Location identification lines
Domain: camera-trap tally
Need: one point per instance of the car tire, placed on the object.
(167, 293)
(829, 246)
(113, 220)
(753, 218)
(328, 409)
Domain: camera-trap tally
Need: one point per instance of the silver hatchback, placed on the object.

• **GOAL**
Output the lines above, unchanged.

• **RESULT OF THIS TASK**
Domain: camera-trap tally
Need: one point per instance of the car tire, placed on the object.
(167, 293)
(829, 246)
(113, 220)
(753, 218)
(328, 409)
Domain: camera-trap tally
Need: one point per instance of the silver hatchback, placed on the object.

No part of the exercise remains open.